Referring expression data
::::
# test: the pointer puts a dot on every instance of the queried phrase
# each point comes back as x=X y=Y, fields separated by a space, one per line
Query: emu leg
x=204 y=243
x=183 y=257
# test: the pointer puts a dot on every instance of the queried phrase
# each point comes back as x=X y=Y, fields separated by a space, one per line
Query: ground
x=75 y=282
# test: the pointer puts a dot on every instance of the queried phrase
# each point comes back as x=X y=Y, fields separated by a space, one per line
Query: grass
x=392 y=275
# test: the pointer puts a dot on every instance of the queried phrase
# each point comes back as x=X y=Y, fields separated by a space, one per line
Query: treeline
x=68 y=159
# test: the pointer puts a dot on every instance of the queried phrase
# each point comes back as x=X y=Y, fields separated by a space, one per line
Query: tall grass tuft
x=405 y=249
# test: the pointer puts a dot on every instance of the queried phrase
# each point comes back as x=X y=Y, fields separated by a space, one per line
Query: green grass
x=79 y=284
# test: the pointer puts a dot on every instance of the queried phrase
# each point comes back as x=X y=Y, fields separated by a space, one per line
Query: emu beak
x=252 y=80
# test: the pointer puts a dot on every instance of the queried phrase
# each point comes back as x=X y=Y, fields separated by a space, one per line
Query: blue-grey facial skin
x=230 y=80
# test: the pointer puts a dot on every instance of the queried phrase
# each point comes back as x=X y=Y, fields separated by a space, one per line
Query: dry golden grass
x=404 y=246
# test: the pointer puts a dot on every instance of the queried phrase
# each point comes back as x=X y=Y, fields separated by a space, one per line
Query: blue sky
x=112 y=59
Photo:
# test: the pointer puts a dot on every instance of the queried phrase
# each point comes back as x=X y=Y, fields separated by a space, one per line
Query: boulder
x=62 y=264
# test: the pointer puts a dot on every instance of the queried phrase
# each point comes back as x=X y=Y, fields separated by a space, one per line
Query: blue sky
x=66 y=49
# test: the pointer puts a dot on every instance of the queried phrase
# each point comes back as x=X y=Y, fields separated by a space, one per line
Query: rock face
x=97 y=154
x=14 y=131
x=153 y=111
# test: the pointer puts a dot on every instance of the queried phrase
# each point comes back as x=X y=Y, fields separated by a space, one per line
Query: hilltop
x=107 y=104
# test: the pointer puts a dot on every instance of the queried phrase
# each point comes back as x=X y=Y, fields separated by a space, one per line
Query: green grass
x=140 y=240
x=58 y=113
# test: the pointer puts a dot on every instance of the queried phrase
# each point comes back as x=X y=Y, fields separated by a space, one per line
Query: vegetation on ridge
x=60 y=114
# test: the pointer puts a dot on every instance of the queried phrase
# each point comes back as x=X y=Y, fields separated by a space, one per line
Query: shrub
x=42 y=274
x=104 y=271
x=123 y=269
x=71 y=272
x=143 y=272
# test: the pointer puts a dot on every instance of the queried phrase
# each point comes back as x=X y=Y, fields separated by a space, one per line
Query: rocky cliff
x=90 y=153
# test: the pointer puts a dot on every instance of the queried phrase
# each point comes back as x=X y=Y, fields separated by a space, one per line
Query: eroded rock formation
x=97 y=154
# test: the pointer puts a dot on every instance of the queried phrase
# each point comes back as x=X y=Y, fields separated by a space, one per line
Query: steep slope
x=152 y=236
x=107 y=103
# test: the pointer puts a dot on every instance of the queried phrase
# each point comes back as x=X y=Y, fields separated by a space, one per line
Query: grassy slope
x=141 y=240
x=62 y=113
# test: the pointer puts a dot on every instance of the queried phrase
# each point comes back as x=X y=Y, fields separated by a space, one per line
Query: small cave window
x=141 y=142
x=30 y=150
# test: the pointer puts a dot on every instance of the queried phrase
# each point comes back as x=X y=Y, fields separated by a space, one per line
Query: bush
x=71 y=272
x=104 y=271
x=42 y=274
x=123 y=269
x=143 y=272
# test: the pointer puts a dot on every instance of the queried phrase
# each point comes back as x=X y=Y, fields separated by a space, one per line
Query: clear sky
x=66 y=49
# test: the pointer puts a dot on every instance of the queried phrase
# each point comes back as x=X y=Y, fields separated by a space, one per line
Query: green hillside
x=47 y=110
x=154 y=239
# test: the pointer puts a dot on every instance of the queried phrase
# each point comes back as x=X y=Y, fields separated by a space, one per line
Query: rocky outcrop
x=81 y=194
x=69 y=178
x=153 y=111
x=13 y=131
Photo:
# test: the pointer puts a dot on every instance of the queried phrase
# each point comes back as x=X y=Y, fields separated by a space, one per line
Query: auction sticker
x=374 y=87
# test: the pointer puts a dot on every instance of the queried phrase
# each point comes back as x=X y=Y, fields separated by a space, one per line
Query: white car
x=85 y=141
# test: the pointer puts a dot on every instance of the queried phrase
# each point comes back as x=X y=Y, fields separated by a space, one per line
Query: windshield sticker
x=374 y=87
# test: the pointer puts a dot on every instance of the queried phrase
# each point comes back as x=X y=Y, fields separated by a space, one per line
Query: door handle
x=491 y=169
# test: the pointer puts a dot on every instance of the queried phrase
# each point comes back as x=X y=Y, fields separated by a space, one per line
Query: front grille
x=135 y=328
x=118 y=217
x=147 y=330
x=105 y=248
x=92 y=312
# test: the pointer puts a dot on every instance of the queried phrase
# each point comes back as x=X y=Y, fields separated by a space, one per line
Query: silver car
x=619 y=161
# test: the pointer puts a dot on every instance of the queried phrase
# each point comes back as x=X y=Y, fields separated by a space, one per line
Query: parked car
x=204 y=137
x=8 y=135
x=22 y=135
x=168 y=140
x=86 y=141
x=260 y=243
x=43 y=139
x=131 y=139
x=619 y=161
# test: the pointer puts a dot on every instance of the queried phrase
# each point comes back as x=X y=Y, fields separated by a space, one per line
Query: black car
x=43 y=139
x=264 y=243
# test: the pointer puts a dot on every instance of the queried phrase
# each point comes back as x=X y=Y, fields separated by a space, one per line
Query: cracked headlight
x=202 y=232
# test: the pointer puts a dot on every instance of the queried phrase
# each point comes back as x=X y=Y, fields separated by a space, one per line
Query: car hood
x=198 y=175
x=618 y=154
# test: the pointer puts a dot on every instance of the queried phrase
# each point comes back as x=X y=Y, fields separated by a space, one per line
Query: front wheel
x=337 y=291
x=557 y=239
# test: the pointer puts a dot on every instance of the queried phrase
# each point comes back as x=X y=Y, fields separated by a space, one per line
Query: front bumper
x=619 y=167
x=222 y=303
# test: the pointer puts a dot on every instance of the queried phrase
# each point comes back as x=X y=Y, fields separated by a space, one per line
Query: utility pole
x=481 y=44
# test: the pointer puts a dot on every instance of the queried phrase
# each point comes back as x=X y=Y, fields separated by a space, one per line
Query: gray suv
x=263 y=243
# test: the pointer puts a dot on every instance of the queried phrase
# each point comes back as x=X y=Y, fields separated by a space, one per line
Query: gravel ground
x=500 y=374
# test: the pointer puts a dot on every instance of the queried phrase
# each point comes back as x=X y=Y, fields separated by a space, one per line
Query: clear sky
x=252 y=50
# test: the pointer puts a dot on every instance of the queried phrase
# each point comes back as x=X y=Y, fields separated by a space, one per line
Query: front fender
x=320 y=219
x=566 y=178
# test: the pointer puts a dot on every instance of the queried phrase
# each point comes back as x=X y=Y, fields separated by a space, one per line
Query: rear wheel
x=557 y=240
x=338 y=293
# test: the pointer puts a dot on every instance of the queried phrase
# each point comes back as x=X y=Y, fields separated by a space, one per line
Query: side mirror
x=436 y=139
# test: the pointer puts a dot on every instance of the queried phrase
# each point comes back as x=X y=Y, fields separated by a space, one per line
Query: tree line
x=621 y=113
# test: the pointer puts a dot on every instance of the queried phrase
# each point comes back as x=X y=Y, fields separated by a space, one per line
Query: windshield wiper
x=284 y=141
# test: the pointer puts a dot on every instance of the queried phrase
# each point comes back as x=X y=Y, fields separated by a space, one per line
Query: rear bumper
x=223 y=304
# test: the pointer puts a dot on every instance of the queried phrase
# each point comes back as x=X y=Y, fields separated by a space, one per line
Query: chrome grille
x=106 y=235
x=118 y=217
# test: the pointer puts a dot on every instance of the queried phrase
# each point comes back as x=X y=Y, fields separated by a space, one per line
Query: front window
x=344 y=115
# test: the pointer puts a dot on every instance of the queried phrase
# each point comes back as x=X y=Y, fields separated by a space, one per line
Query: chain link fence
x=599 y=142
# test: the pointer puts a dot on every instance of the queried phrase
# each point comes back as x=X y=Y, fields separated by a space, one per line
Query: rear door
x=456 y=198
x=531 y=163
::::
Exercise brief:
Starting from the line with "Query: rear bumper", write out every remaining line of the data above exactly, the final line included, and nothing before it.

Answer for this exercise:
Query: rear bumper
x=223 y=304
# test: the pointer puts a dot on every instance of the queried phrase
# each point comes back as x=X y=Y, fields separated by a space, one per line
Query: chrome grille
x=106 y=235
x=118 y=217
# test: the pointer puts a dot on every instance of the queried phrase
# each point comes back as x=X y=Y, fields separated by a space, one per line
Query: front window
x=344 y=115
# test: the pointer puts a dot on every instance of the queried phrase
# each point comes back as x=X y=Y, fields separated by a space, one per line
Query: chain link fence
x=599 y=142
# test: the pointer puts a dot on every instance of the queried phrase
# each point comes back as x=X y=Y, fields separated by a space, one per line
Query: rear door
x=456 y=198
x=531 y=163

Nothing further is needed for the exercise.